YOUR OBJECTIVE » Would you print all of the entries exactly, please, but without their pictures?

(Beginning of DATASET RECORDS)

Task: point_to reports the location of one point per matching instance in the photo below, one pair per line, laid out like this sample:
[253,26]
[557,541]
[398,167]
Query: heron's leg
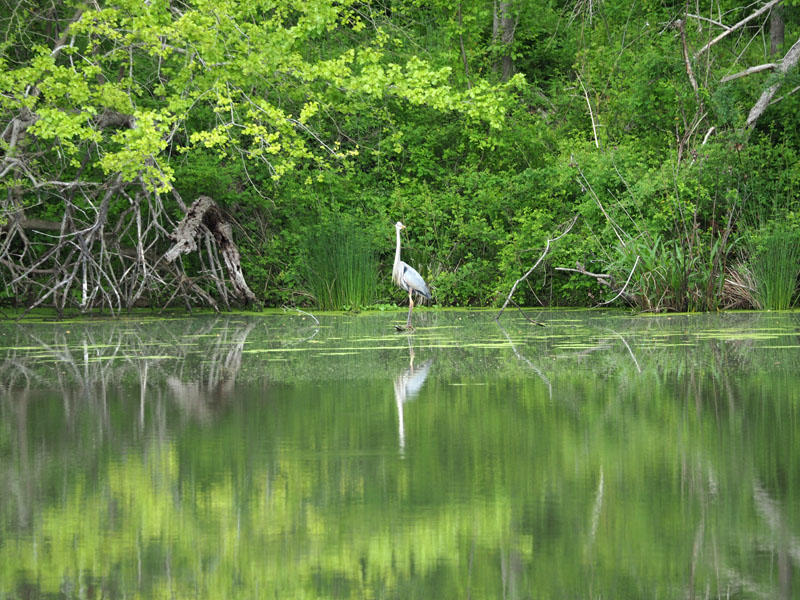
[410,308]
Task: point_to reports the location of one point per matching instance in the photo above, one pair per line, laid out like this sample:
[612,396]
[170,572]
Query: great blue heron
[407,277]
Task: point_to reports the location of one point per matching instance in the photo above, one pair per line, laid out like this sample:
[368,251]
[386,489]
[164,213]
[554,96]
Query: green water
[602,456]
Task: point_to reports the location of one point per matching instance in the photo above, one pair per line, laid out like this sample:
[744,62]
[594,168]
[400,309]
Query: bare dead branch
[536,264]
[789,62]
[622,291]
[738,25]
[750,71]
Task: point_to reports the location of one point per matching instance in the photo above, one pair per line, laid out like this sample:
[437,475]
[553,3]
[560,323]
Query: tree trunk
[205,213]
[503,27]
[776,29]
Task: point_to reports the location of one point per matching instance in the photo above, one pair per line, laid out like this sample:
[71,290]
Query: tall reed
[343,265]
[774,264]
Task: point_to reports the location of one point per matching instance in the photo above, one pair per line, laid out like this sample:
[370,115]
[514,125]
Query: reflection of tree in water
[95,372]
[99,362]
[214,386]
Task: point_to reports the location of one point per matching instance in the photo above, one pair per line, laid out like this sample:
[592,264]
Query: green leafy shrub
[774,263]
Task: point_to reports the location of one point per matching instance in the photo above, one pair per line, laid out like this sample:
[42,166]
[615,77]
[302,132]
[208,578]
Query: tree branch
[750,71]
[536,264]
[738,25]
[789,61]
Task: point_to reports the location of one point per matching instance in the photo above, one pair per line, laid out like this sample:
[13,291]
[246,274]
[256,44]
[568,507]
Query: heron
[406,276]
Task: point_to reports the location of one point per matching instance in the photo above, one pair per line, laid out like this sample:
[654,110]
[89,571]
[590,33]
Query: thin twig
[733,28]
[636,262]
[536,264]
[591,114]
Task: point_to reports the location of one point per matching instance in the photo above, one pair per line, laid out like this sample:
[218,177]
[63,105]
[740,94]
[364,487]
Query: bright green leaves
[136,150]
[267,81]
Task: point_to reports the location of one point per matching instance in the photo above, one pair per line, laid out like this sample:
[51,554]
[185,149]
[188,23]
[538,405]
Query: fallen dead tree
[105,252]
[205,216]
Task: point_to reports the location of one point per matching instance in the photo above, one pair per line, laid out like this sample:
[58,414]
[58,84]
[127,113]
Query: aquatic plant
[342,267]
[774,263]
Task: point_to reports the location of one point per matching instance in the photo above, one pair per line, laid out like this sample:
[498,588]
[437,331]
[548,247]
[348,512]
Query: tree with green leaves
[99,102]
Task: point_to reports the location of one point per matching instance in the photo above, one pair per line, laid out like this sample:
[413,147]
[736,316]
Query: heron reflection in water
[406,387]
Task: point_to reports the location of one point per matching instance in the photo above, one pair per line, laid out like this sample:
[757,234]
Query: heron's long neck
[397,249]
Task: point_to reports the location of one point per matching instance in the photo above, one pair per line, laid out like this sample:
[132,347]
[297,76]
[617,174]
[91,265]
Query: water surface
[602,456]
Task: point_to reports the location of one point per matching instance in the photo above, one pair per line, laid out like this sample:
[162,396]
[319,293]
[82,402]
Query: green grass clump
[342,269]
[774,264]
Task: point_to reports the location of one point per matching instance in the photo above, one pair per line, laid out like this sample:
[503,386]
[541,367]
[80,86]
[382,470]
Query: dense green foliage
[301,118]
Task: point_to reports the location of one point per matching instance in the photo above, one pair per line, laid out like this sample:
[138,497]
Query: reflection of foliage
[650,471]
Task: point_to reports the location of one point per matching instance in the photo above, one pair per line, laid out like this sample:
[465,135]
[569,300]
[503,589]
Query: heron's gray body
[407,277]
[410,280]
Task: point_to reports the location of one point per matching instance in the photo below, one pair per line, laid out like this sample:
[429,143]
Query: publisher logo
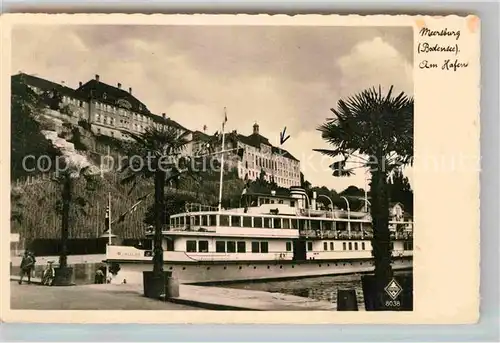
[393,289]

(End of DATASET RECORDS)

EXPECTED ANSWER »
Task: point_to reports the location of one point per matching instance in the photo below, one pair per line, laid out like this sample:
[253,26]
[557,541]
[398,167]
Query: heron's leg
[410,308]
Task: point_to reports the location of one point per matching instance in the photo above, one pair per line, laid out like this sample:
[612,396]
[170,572]
Query: great blue heron
[407,277]
Task: point_to reports the location of one point per matching instance in the photo above, one pair per line, laid out like this sample:
[368,251]
[386,489]
[164,213]
[554,96]
Query: green water
[602,456]
Task: point_to reports the location of one point per matching instance in the photo above, one pair per line, laid out like this sample:
[744,62]
[594,168]
[400,309]
Query: bare dead branch
[536,264]
[789,62]
[622,291]
[738,25]
[750,71]
Task: point_to reports the location of one point per matching instance in the photo above, one pair per line, laid out like this sample:
[437,475]
[553,3]
[560,323]
Query: tree trunk
[205,213]
[503,27]
[776,29]
Task: point_to reports the location of one point per matching instance in the photo above, one pair per line, laid out like this sample:
[71,290]
Query: tall reed
[343,265]
[774,264]
Task: point_to reports the location of one point per matching instance in the photo above, one pair per line, laid out like this sample:
[370,115]
[514,125]
Query: reflection of tree in water
[95,372]
[99,362]
[214,386]
Task: point_to reports the location of one point per matching instance in the photo above, one pair per line, laid out like this sample:
[592,264]
Query: green leafy shrub
[774,263]
Task: point_to reports the location of one point per matching instance in the photo above, one pair per line, laid out like this sample:
[42,166]
[615,77]
[302,132]
[208,578]
Query: tree branch
[750,71]
[536,264]
[738,25]
[789,61]
Task: point_to reports the location of one point per matching instance in the photo above, one pair per line, laid out like this sample:
[13,291]
[246,274]
[256,44]
[568,507]
Query: heron
[406,276]
Task: point_to reports the location of one point per matching instance in the photo above, one pair per line, laid out like this sample:
[654,110]
[89,571]
[590,33]
Query: thin twig
[733,28]
[636,262]
[536,264]
[591,114]
Task: point_to reports the location of one point per matching instance in the photo above, one pair per line, laid out like this sample:
[218,177]
[63,105]
[740,94]
[364,487]
Query: bright green leaves
[136,150]
[267,81]
Task: point_to reports the location of one point per matching instance in the photo above, one pair per line, laid out like this sample:
[51,554]
[185,149]
[188,23]
[538,405]
Query: fallen dead tree
[105,252]
[205,216]
Task: point_to reports the location of one point per matching instance in the photo above, one pair per line, laid out like this sample:
[58,414]
[58,84]
[127,113]
Query: aquatic plant
[342,267]
[774,263]
Task: point_to reports the location of one point per matching instance in the photo above, one pair per line, laid out like this sample:
[498,588]
[437,331]
[548,247]
[348,512]
Query: tree with green leaves
[99,102]
Task: point_to reports the location of one point per matching instance in the photo above, one pair per line, laid out like this sample:
[413,147]
[736,316]
Query: heron reflection in water
[406,387]
Task: point_to reports the location of one point per matching instance in the photo above, one pair per line, laid out like this sample:
[757,234]
Query: heron's long neck
[397,249]
Task: point_to reports the location of one point per matching instance in the photo above, one pair per line, laid out like this sample:
[132,347]
[297,76]
[617,174]
[91,265]
Query: water surface
[602,456]
Task: point_to reports the location of one point per matching instance in the photo above, one pair per line, laid out like this sample:
[162,396]
[319,293]
[82,402]
Query: green grass clump
[342,269]
[774,264]
Task: point_to reports the location of one point per matching instance in the photo above, one pair per line, laid out like this sample:
[503,386]
[541,367]
[80,86]
[382,470]
Query: dense green foliage
[301,118]
Task: point_to reports the location of one point per matching instance in the photo above, one pair per line, laid out like this sample:
[138,497]
Query: reflection of foliage
[650,471]
Task: point_to reports the location of one point per matching instance in the photo above, one pair per line, laid out like this sample:
[465,135]
[569,300]
[503,589]
Query: heron's gray body
[407,277]
[410,280]
Task: point_to reports the location of one point per matching instance in the photo below, one pair per line, laid out like this sample:
[429,143]
Query: publisher logo
[393,289]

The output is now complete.